• _INSTRUCTIONS TO FOLLOW_:
Decide whether each statement agrees with the article below about Laura Abeyta's stores, answering yes or no and quoting the words that settle it. 1. Abeyta closed (H)armonie in 2009. 2. Abeyta sold Vanity Room before going to Bali. 3. The Retail Therapy store in Ubud sold only to Western tourists.

• _EXCERPTED TEXT_:
□ □ □

Shop at the End of One Woman's Eat Pray Love Story

Laura Abeyta, second from right, celebrates with band Downtown Train in front of new store Vanity Room

When the economy got really tough in 2009, entrepreneur Laura Abeyta closed her boutique (H)armonie on Los Angeles’ Abbott Kinney Boulevard.

Competition was fierce on the bustling retail street, and consumer spending seemed to come to a halt that year. She left her other Los Angeles store, Vanity Room, in her manager’s capable hands and took a timeout in Bali, the South Pacific island portrayed as a destination for enlightenment seekers in the film and book Eat Pray Love.

Abeyta had a moment of self-realization on the island, and it was this: She is a retailer and a designer of fashion. She would do it no matter what side of the globe she was on. She opened a store called Retail Therapy in the Balinese town of Ubud, where she sold Los Angeles fashions to Western tourists and Balinese locals. She also started manufacturing a line of women’s fashion, also called Retail Therapy. But Los Angeles beckoned.

A 1,700-square-foot space opened on Culver City’s lively Main Street. It was one of the Los Angeles area’s few thoroughfares with steady pedestrian traffic, with its bustling bars and restaurants and roving street musicians. She thought it was perfect place to open a second location of Vanity Room. On August 18, she produced a debut party for her new boutique, Vanity Room, at 3830 Main St. in Culver City. It offers lines Black Halo, Jessica Simpson and Plenty by Tracy Reese.

Business might be easier in Culver City than Abbot Kinney—for a while. “I have not had to compete with anybody for lines,” she said, looking out of her store at steady streams of people walking Main Street. “That will change in the future.”

□ □ □

• _PROVIDED DATA_:
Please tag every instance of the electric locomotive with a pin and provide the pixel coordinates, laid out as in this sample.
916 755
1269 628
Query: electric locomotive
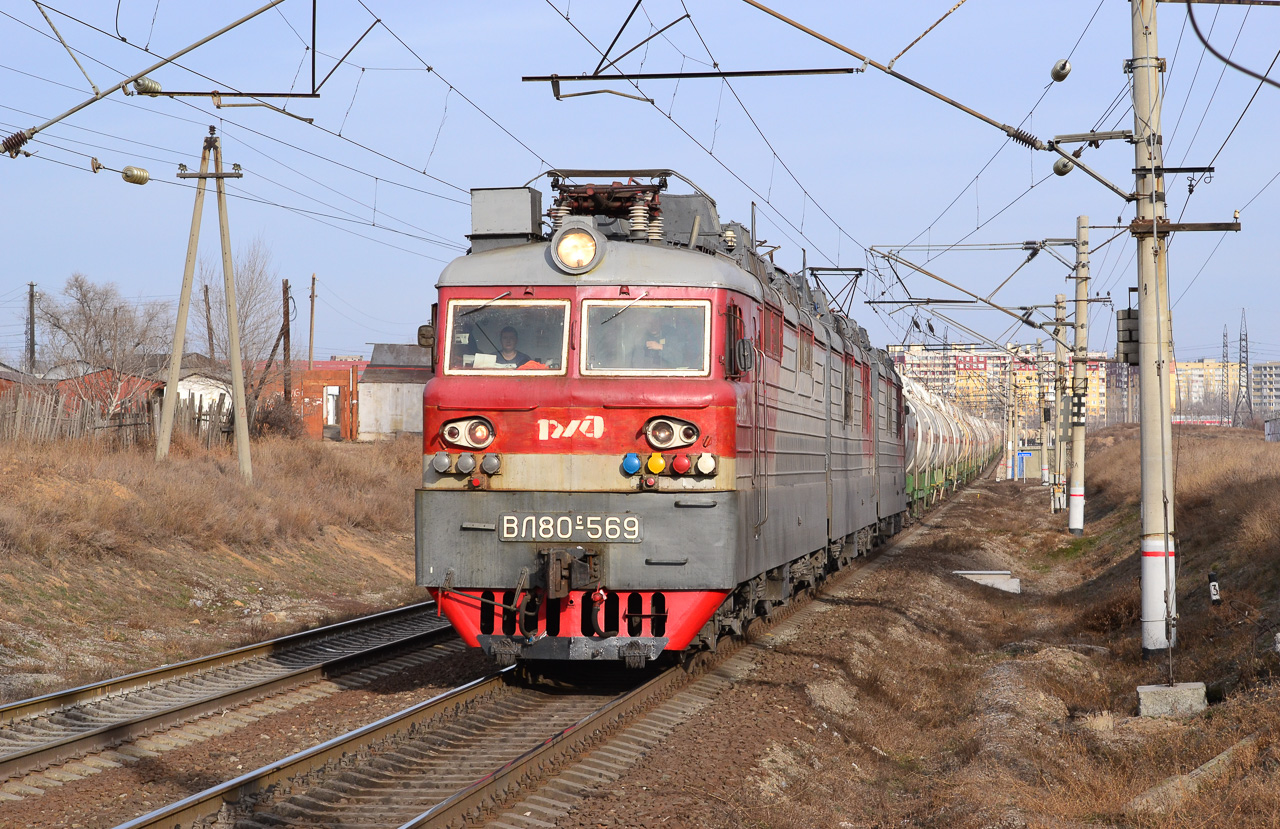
640 433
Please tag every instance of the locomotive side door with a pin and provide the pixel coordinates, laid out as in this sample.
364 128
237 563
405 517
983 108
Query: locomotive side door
830 365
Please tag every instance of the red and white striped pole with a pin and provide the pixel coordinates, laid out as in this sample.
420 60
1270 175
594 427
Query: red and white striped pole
1079 378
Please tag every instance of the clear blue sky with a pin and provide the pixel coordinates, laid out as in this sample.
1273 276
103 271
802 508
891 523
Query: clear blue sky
855 160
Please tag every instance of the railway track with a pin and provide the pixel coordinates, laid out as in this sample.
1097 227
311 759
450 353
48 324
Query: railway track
464 754
59 727
435 764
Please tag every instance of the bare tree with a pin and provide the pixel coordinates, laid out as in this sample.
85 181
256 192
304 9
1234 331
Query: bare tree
257 306
101 342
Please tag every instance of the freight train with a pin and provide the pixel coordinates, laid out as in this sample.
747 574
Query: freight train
640 434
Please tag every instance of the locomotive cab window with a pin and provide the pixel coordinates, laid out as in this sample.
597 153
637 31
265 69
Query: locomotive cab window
647 338
506 337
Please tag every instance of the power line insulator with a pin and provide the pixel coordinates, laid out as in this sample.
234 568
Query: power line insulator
135 175
13 143
146 86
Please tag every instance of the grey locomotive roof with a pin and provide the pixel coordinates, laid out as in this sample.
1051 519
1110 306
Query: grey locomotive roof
624 264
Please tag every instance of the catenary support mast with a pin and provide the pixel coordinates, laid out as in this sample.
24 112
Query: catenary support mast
1159 610
1060 412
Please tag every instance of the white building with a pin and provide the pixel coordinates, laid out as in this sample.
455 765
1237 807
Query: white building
391 392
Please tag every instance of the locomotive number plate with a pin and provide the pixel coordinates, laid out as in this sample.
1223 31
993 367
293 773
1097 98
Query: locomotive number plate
625 528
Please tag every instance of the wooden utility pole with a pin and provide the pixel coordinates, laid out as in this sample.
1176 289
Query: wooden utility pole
288 351
233 356
209 324
233 352
311 338
179 333
31 328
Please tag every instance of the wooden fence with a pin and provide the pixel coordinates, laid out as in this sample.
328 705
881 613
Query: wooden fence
37 415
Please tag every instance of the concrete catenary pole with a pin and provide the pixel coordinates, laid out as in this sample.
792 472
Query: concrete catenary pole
311 338
1008 413
233 353
1079 378
31 328
1159 610
288 351
1059 403
169 406
1042 375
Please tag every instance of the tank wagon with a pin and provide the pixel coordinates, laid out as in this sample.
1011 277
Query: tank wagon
640 434
945 445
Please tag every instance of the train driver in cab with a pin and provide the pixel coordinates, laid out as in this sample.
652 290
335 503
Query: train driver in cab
663 344
510 356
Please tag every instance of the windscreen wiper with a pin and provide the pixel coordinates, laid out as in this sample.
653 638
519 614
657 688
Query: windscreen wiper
487 303
625 307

□ □ □

• _ANSWER TO THE EXERCISE_:
1. Yes: "When the economy got really tough in 2009, entrepreneur Laura Abeyta closed her boutique (H)armonie"
2. No: "She left her other Los Angeles store, Vanity Room, in her manager’s capable hands"
3. No: "she sold Los Angeles fashions to Western tourists and Balinese locals"